Action item
Copy the data word for word, keeping every line.

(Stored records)
******************************

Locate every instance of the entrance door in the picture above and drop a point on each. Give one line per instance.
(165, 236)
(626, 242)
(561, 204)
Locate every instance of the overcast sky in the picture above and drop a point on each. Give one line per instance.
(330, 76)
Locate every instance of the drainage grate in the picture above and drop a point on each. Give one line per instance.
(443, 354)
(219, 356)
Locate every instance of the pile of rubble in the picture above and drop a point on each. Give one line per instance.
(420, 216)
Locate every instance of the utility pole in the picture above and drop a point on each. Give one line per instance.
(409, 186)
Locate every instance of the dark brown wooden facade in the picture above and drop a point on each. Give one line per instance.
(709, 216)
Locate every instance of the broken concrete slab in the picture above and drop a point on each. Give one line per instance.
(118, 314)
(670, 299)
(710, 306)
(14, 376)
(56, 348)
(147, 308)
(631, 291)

******************************

Solved problem
Locate every instance of the entrance door in the picture above and drop a point on each. Give one line per instance.
(165, 236)
(626, 242)
(561, 204)
Locate every instance of the overcast sky in the picture above and drop a point on each. Give one line per instance.
(330, 76)
Locate every instance of the drainage grate in the picture above and drop a point on each. Give one line per instance.
(443, 354)
(219, 356)
Locate every instance of the pile of rubble in the picture above and drop a point on each. Give one line per instance.
(420, 216)
Locate every instance of the utility pole in the picture above and drop a point on each. Give one line per instance.
(409, 186)
Locate every instance of the dark brown wooden facade in the picture above and drop a point on each. Give one line per instance.
(709, 216)
Locate every instance of the broken concrete slab in the picture above and drop a point on each. Give one line per instance.
(118, 314)
(670, 299)
(710, 306)
(14, 376)
(56, 348)
(147, 308)
(631, 291)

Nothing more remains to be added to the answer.